#### [The task]
Copy out the data below as written; omit any images.
## Start
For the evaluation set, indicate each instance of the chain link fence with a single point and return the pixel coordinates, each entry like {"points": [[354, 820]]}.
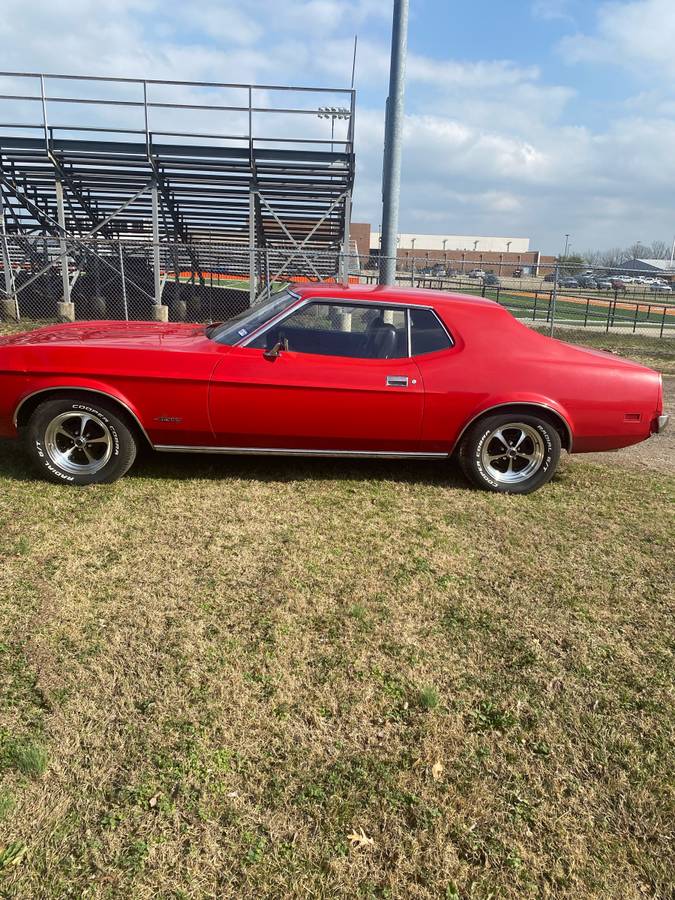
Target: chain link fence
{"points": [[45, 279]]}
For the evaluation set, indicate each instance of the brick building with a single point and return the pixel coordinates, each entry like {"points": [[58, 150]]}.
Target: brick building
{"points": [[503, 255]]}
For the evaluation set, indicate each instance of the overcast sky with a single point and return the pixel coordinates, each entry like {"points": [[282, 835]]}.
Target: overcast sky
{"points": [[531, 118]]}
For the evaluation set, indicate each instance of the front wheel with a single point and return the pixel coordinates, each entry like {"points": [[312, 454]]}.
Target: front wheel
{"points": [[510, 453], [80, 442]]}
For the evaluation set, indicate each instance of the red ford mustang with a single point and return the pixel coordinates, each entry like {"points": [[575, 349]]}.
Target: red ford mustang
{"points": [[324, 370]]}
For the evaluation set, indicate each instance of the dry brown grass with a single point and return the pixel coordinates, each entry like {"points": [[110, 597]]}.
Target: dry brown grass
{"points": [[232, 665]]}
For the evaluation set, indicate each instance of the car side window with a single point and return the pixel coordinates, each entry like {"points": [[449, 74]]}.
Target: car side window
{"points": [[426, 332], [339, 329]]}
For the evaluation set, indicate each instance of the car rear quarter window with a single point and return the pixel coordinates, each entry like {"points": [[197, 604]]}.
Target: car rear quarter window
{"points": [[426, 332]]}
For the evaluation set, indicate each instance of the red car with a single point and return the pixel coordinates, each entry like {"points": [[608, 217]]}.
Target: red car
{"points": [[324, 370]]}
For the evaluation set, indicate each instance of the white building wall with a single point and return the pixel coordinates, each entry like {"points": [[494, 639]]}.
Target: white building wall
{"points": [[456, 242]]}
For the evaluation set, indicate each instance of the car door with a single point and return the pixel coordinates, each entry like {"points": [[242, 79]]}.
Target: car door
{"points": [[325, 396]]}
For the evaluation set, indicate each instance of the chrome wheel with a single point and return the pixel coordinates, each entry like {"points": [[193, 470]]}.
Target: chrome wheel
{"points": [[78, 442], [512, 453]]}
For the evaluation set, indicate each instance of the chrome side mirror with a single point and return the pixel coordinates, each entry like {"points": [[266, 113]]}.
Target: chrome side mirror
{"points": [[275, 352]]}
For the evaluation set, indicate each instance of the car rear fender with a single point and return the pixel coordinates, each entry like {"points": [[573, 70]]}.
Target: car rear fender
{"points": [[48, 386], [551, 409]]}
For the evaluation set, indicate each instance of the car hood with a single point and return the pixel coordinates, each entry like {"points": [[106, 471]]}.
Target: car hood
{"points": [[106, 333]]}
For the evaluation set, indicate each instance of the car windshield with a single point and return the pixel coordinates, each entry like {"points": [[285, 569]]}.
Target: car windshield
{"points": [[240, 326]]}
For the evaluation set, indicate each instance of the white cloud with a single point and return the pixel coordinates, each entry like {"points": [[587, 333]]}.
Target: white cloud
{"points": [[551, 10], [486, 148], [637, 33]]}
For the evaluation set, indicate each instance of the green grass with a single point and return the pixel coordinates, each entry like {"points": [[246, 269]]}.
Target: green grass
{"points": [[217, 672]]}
## End
#### [Complete answer]
For the evaluation set, indicate each instance of the chain link fence with a single point and return the pixel coordinates, each entry like {"points": [[354, 820]]}.
Target: chain link fence
{"points": [[45, 279]]}
For the evaluation set, indicate each instance of the brick building with a single point and return the pixel coordinates, each entry like {"points": [[58, 150]]}.
Target: brick building
{"points": [[503, 255]]}
For the evaluation set, indicate each instance of the overcast sky with a single point and return the pixel coordinates, each entry like {"points": [[282, 835]]}.
Target: overcast sky
{"points": [[531, 118]]}
For the evaluation set, indicate each instance of the front wheel with a single point and return the pixel coordinates, each entry like {"points": [[312, 454]]}.
Target: front wheel
{"points": [[510, 453], [80, 442]]}
For the evaluation set, indicate each instance of the red ford mustang with a single point and return the pixel coordinates, each entry like {"points": [[575, 349]]}.
Target: red ford mustang
{"points": [[324, 370]]}
For the evaluation set, indicate each instance of the dry brown grass with a single point and return the pixel coordinates, each entry like {"points": [[110, 597]]}.
Target: dry brown grass
{"points": [[232, 665]]}
For the evaluation set, indicate each instance of the car side window with a single point and return the pixel coordinates, each entry like {"points": [[449, 74]]}.
Target: car side window
{"points": [[426, 332], [339, 329]]}
For the evaluation set, indicate each instance of the car rear quarter window with a single point and return the pixel coordinates, each entry like {"points": [[197, 604]]}.
Target: car rear quarter window
{"points": [[426, 332]]}
For the evaluation set, indicate each instance of the red car with a single point and return the pixel coordinates, each entry like {"points": [[608, 217]]}.
Target: red car
{"points": [[324, 370]]}
For the evaluation set, indicate each instance of the white building wall with a single point and return the pixel coordinates, each entry like {"points": [[494, 639]]}.
Target: white building wall
{"points": [[456, 242]]}
For the evaluation set, indicate each instance of the car door with a single point and return the pixel coordinates, each entry like {"points": [[242, 79]]}.
Target: car door
{"points": [[325, 396]]}
For the evaluation set, indicate each instance of the chrome wheel with a single point and return the pixel coordinates, each entry like {"points": [[193, 470]]}.
Target: chrome wheel
{"points": [[78, 442], [512, 453]]}
For the evaluation set, indicate each instance of the chrome side mirror with a single point and return the pixel coordinates, each entry like {"points": [[266, 113]]}.
Target: chrome side mirror
{"points": [[275, 352]]}
For the evaluation set, indicate each instance of the car rear fender with a single point and return the pixel coordinates, each entry like {"points": [[573, 70]]}.
Target: car rear fender
{"points": [[48, 386], [551, 409]]}
For the evaluation set, indicate each instance of the car hood with a single point and return the pixel coordinates, each entry like {"points": [[106, 471]]}.
Target: car hood
{"points": [[106, 333]]}
For the evaluation set, indicate each instance of the car windshield with a single point and return the pixel coordinates, each entry like {"points": [[285, 569]]}.
Target: car windshield
{"points": [[240, 326]]}
For the evaluation set, indicate each instance of the white cloud with a single point and return the pixel coordinates, each entry like {"points": [[587, 333]]}.
Target: white cloud
{"points": [[551, 10], [486, 148], [637, 33]]}
For the evaluation set, indicate each instance of the green grass with a single point and return the pixel coordinates, each entry like {"points": [[246, 269]]}.
Target: green grass
{"points": [[217, 672]]}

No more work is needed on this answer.